Task to complete:
In the passage about university encampments, what did Mark Scott tell The Daily Telegraph about the intifada chant?

-- Source text start --

At the University of Sydney, vice-chancellor Mark Scott told The Daily Telegraph he did not think the intifada chant met the threshold of hate speech. “I can understand that it is uncomfortable for some of our Jewish staff and students to have the encampment there,” he said. “I’m very sympathetic to that view. That is, though, how our university and (other) places committed to free speech will operate. People will be upset from time to time by things that they hear, by things that they see, by the presence of people who hold strongly divergent views from them, but as a university we need to be able to manage that diversity of views.”

It is ironic that this elite university also has a hit list of banned words – such as mankind and man-made – and has decreed that “when someone is referred to by the wrong pronoun, it is disrespectful and harmful”.

At Monash University, police and security guards stood in silence as Jewish students, trying to walk through the pro-Palestinian encampment on Wednesday, were sworn at repeatedly by hardline activists from outside the university. Most pubs would evict patrons for such boorish behaviour.

-- Source text end --
-- Stored rows start --

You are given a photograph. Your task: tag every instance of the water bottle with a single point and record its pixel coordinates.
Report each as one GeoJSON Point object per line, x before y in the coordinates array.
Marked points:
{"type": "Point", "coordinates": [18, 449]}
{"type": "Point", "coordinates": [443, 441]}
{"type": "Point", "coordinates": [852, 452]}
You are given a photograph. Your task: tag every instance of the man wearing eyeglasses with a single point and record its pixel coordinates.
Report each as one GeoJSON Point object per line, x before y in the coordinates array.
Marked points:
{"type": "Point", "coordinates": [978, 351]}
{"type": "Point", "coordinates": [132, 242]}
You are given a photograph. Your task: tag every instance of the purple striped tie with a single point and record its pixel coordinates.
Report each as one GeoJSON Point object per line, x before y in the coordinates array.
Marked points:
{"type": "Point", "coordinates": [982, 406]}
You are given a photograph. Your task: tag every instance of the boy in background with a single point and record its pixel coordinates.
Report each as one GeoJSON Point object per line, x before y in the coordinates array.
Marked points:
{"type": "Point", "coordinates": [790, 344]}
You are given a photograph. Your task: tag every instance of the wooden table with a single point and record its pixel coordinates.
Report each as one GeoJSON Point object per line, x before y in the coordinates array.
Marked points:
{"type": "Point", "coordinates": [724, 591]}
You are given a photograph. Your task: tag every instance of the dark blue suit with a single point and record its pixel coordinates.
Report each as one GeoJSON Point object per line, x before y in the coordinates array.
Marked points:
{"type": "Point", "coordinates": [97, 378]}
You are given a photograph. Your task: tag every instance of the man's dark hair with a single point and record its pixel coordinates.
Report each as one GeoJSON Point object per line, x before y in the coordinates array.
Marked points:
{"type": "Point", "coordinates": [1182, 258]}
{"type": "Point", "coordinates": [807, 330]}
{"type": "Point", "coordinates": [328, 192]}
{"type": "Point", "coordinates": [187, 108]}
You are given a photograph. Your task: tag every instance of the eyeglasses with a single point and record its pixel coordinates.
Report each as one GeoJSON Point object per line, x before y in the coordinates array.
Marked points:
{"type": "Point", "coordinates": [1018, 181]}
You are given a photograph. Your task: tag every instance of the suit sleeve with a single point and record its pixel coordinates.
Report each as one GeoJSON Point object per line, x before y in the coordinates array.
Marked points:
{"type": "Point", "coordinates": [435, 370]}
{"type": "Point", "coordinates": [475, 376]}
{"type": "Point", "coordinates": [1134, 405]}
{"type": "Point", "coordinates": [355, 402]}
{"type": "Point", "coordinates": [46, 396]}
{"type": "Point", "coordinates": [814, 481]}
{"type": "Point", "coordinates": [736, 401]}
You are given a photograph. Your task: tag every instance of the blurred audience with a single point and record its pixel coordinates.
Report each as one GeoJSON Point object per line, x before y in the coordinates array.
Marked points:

-- Stored rows end --

Exercise response:
He did not think the intifada chant met the threshold of hate speech.